On Generalization Bounds for Deep Networks Based on Loss Surface Implicit Regularization

Masaaki Imaizumi*, Anselm Johannes Schmidt-Hieber

*Corresponding author for this work

Research output: Contribution to journalArticleAcademicpeer-review

1 Citation (Scopus)
51 Downloads (Pure)

Abstract

The classical statistical learning theory implies that fitting too many parameters leads to overfitting and poor performance. That modern deep neural networks generalize well despite a large number of parameters contradicts this finding and constitutes a major unsolved problem towards explaining the success of deep learning. While previous work focuses on the implicit regularization induced by stochastic gradient descent (SGD), we study here how the local geometry of the energy landscape around local minima affects the statistical properties of SGD with Gaussian gradient noise. We argue that under reasonable assumptions, the local geometry forces SGD to stay
close to a low dimensional subspace and that this induces another form of implicit regularization and results in tighter bounds on the generalization error for deep neural networks. To derive generalization error bounds for neural networks,
we first introduce a notion of stagnation sets around the local minima and impose a local essential convexity property of the population risk. Under these conditions, lower bounds for SGD to remain in these stagnation sets are derived. If stagnation occurs,
we derive a bound on the generalization error of deep neural networks involving the spectral norms of the weight matrices but not the number of network parameters. Technically, our proofs are based on controlling the change of parameter values in the
SGD iterates and local uniform convergence of the empirical loss functions based on the entropy of suitable neighborhoods around local minima.

[Location identification entries]
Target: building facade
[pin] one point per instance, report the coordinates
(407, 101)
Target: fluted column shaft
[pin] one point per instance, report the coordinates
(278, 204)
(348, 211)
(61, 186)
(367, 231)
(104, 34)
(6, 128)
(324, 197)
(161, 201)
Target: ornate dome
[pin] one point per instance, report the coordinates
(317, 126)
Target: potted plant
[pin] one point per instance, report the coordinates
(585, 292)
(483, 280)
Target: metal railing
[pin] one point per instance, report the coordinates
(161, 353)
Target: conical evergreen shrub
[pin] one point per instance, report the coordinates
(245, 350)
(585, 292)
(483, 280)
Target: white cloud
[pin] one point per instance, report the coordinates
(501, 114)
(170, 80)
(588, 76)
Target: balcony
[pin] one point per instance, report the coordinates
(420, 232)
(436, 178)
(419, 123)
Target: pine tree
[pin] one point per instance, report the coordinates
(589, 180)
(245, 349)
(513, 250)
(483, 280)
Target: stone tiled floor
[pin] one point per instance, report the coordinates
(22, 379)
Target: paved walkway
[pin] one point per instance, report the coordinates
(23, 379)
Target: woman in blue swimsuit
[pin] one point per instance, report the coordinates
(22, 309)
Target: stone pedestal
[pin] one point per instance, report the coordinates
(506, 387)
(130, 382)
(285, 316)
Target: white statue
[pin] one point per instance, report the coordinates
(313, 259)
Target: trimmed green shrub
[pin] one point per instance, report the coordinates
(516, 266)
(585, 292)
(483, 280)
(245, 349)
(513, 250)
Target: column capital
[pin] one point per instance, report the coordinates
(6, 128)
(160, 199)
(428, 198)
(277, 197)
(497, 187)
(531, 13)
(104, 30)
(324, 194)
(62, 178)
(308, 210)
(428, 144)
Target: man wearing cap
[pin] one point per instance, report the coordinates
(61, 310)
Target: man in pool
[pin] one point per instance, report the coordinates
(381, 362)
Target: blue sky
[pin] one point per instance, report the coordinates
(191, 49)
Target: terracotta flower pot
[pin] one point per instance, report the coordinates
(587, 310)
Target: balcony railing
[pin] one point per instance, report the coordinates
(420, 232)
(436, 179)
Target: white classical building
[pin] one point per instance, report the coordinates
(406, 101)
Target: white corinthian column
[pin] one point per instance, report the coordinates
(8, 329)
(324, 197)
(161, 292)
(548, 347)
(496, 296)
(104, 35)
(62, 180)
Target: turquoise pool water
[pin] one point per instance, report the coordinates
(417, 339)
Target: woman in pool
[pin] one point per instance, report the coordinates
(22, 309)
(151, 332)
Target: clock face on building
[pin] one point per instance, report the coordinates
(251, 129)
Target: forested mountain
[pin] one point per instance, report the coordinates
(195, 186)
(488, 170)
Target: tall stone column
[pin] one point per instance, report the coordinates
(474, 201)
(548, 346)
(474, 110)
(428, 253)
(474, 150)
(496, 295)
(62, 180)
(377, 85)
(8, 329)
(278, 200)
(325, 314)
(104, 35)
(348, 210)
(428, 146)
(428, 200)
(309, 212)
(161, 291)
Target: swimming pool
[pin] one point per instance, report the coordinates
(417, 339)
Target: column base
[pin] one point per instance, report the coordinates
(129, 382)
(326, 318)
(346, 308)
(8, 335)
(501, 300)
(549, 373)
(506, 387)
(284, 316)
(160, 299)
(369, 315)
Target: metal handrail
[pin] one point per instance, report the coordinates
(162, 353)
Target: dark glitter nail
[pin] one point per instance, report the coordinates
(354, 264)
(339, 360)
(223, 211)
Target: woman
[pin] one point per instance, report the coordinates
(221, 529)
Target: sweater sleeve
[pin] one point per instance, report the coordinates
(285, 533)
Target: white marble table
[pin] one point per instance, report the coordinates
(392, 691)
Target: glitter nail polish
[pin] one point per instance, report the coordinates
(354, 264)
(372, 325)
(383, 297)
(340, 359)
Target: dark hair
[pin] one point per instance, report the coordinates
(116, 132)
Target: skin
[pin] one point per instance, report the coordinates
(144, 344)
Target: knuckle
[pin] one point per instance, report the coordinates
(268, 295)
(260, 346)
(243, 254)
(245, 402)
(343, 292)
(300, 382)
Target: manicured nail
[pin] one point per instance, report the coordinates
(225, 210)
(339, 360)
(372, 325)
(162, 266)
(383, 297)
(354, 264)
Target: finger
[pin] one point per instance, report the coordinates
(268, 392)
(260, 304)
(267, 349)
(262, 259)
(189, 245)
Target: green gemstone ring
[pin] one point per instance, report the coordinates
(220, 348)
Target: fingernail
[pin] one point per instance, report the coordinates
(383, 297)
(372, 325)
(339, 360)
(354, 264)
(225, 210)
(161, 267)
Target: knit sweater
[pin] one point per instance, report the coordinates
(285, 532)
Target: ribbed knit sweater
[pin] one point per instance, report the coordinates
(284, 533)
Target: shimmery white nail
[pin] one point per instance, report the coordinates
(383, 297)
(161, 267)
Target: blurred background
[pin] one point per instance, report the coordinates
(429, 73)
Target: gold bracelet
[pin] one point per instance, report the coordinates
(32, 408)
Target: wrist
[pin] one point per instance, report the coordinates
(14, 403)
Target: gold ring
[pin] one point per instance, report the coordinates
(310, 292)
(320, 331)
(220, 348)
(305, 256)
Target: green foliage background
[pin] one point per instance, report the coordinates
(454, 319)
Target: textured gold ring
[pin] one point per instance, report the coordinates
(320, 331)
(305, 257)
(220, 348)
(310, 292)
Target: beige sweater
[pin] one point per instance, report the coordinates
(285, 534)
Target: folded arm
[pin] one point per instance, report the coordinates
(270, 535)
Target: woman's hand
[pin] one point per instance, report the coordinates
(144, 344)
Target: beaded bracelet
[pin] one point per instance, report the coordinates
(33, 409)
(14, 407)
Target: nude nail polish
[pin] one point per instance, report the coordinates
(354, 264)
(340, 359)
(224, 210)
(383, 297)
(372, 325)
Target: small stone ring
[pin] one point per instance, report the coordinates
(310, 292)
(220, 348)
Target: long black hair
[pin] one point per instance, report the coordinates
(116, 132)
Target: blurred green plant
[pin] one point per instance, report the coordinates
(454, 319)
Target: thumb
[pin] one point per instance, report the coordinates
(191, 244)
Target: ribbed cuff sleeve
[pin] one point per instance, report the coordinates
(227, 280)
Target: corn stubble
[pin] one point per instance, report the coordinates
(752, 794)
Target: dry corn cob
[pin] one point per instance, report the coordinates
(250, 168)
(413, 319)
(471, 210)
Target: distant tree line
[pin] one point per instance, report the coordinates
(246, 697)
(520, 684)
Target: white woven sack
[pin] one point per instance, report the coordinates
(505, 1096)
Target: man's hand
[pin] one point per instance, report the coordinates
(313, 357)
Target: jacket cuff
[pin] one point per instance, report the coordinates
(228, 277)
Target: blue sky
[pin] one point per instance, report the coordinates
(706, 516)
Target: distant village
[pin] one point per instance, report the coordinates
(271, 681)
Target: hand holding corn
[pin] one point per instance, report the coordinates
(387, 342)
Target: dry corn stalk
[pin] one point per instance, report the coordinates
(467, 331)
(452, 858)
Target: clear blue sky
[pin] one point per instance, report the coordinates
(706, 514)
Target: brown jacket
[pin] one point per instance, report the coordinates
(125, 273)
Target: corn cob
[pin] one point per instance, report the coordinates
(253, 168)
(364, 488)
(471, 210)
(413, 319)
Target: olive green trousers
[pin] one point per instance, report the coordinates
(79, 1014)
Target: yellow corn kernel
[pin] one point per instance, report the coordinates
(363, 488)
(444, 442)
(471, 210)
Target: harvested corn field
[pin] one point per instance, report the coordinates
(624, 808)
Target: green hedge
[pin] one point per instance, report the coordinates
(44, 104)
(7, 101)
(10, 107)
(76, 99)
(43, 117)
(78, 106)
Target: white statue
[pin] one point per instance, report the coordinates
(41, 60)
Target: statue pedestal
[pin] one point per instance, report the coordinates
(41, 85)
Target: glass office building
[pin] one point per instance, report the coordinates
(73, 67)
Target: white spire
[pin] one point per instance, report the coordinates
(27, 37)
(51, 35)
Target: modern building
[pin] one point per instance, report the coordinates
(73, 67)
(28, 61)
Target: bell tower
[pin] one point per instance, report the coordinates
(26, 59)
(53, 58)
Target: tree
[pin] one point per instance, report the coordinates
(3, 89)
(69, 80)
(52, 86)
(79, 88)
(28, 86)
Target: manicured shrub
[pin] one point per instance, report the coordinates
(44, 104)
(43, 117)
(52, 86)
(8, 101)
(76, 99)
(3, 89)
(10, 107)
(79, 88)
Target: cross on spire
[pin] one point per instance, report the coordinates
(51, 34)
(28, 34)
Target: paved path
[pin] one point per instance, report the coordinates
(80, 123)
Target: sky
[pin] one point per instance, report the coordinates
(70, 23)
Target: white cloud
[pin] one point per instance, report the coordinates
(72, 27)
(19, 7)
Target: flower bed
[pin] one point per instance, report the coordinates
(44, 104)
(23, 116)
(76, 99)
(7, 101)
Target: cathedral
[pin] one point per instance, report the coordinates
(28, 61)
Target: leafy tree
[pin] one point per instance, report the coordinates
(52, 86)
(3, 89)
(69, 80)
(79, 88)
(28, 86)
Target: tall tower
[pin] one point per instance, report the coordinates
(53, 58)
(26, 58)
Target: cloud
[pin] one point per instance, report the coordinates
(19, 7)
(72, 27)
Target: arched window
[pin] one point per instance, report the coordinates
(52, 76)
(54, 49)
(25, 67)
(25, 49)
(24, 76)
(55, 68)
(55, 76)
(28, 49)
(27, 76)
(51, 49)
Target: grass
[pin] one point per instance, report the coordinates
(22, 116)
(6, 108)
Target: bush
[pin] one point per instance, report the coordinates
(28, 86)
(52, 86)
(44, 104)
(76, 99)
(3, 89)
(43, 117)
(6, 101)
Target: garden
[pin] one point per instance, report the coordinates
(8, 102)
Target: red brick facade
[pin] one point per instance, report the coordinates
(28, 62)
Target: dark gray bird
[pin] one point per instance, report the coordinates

Exercise :: In the abstract on generalization bounds for deep networks, list each distinct two-word phrase formed by the word "local" and the word right after it.

Reply to the task ::
local geometry
local minima
local essential
local uniform